=== Coordinate labeling data ===
## Begin

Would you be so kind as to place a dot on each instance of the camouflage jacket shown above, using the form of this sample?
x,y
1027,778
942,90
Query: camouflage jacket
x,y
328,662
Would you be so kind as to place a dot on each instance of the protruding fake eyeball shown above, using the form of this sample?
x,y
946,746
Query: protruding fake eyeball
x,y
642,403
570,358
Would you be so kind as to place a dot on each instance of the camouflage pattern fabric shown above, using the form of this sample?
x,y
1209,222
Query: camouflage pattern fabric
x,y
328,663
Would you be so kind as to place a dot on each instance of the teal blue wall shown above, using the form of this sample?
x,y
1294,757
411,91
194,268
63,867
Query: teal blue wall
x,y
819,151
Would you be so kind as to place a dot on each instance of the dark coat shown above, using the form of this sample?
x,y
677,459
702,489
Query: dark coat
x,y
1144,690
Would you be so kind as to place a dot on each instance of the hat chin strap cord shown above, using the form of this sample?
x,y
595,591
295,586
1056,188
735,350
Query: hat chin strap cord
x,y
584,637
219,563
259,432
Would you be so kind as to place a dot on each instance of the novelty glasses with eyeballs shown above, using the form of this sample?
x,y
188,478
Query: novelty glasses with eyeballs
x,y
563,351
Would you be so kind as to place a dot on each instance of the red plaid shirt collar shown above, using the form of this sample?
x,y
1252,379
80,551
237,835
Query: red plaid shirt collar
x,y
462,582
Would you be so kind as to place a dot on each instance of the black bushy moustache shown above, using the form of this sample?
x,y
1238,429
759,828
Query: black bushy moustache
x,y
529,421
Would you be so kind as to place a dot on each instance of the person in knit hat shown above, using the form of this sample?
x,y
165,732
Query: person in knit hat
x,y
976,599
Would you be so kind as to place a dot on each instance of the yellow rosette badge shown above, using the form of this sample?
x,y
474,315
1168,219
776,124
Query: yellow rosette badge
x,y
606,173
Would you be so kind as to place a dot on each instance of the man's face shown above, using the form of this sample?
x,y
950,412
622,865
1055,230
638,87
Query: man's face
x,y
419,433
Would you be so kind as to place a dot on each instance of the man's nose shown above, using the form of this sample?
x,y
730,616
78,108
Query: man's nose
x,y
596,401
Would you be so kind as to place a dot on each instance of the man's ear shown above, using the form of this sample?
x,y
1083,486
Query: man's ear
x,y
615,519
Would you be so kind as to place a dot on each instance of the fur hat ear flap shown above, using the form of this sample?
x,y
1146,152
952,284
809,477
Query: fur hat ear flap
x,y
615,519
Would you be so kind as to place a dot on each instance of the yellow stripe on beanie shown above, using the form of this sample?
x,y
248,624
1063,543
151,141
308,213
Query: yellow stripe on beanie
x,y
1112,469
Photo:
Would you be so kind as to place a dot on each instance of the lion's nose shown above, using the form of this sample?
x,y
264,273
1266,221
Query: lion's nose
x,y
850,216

## End

=== WHAT IS EXPECTED ===
Each record above should be repeated exactly as it appears.

=== WORKED ANSWER ===
Would you be so kind as to place a dot on each instance of the camouflage jacket shown above, using the form of this sample?
x,y
1027,778
942,90
Query: camouflage jacket
x,y
328,662
Would you be so kind as to place a dot on each instance of the protruding fake eyeball shown above, using the form of this sample?
x,y
946,746
Query: protruding fake eyeball
x,y
642,403
570,358
Would you be so kind as to place a dot on each instance of the camouflage pattern fabric shown above, using the form of this sample?
x,y
1209,222
Query: camouflage pattern fabric
x,y
328,663
Would you be so kind as to place a dot on each instance of the teal blue wall shown above, using the form of this sample?
x,y
1294,757
411,91
194,268
63,867
Query: teal blue wall
x,y
819,151
Would you be so kind as to place a dot on each instance of the dark coat shown above, using the form of this sample?
x,y
677,459
702,489
Query: dark coat
x,y
1144,690
Would you be so kind as to place a dot on each instance of the hat chin strap cord shown above, using the form of this sample?
x,y
595,591
295,586
1056,188
735,350
Query: hat chin strap cord
x,y
584,637
219,563
259,432
Would you be so kind as to place a dot on each instance of the novelty glasses with eyeballs shown above, using the form of this sample?
x,y
188,478
Query: novelty glasses with eyeballs
x,y
563,351
Would you be so kind as to place a dot on each instance of the red plaid shirt collar shown above, using the form of this sample?
x,y
1252,379
80,551
237,835
Query: red plaid shirt collar
x,y
462,582
Would you be so kind as to place a dot on each instance of the black bushy moustache shown above, using the form of this sample?
x,y
1238,429
759,828
Query: black bushy moustache
x,y
529,421
Would you be so kind as to place a dot on each instance of the person in knit hat shown above, using the form of this sample?
x,y
165,732
Query: person in knit hat
x,y
976,599
Would you be so kind as to place a dot on each instance of the yellow rosette badge shown above, using the form of this sample?
x,y
474,315
1168,219
776,124
Query: yellow rosette badge
x,y
606,173
Would you be so kind as to place a dot on each instance of the man's face shown above, using the form of this sample?
x,y
950,412
622,865
1055,230
638,87
Query: man's face
x,y
419,433
Would you be so kind as to place a dot on each instance of the man's nose shown above, using the form of this sample?
x,y
730,616
78,108
Query: man's nose
x,y
596,401
Would you be so kind as to place a dot on each instance of the man's ear shown above, using the form of this sample?
x,y
1083,486
Query: man's ear
x,y
615,519
Would you be so kind as to place a dot on each instance of the fur hat ear flap shown above, using the form of this sample?
x,y
1146,152
952,284
809,477
Query: fur hat ear flap
x,y
615,519
Would you be so kind as to place a dot on each instance of the yellow stripe on beanie shown above, using the form of this sample?
x,y
248,624
1063,543
151,141
308,213
Query: yellow stripe on beanie
x,y
1112,469
Photo:
Would you be so kind as to place a dot on each instance of the lion's nose shown above, using the form of this sample?
x,y
264,273
1266,221
Query: lion's nose
x,y
850,216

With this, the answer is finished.